Brief: Rewrite the rows from the line containing "Roster-mapping task: tag the electrical" through the end of the rows, requests included, and shift every x and y coordinate in the answers up by 86.

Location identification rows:
++++

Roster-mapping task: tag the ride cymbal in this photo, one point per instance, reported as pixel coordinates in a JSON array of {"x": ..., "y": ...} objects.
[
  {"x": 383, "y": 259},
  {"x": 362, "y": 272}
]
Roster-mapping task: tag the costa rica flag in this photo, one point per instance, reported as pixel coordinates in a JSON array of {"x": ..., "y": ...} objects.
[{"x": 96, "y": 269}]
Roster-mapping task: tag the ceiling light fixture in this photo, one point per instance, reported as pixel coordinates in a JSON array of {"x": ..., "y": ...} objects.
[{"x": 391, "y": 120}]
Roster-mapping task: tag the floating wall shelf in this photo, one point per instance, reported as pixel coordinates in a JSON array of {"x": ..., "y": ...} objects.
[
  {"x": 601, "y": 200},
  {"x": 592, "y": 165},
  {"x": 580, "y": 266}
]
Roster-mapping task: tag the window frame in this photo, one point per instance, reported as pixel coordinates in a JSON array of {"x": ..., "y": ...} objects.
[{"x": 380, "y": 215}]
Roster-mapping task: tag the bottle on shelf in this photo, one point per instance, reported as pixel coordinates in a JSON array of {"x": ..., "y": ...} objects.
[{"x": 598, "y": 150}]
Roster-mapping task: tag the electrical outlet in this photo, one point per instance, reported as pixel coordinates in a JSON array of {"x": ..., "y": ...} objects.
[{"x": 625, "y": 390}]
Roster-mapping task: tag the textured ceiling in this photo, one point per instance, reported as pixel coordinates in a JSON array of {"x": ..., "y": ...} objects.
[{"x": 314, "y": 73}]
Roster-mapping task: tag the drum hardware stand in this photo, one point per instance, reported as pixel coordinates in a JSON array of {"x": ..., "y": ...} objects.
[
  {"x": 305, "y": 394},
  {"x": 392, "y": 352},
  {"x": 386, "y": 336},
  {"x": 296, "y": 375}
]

++++

Result for this exercise:
Roster-mapping task: tag the electrical outlet in this photo, one point per instance, reported as pixel coordinates in a JSON array of {"x": ..., "y": ...} objects.
[{"x": 711, "y": 476}]
Roster-mapping task: tag the textured ceiling in this photo, one point per instance, reported as pixel coordinates in a JSON array of {"x": ..., "y": ...} objects.
[{"x": 400, "y": 159}]
Roster-mapping task: tag the drum hardware stand in this photo, one point per instance, reported as pixel coordinates in a JSON array of {"x": ..., "y": ...} objects.
[
  {"x": 391, "y": 480},
  {"x": 478, "y": 438},
  {"x": 472, "y": 422},
  {"x": 382, "y": 461}
]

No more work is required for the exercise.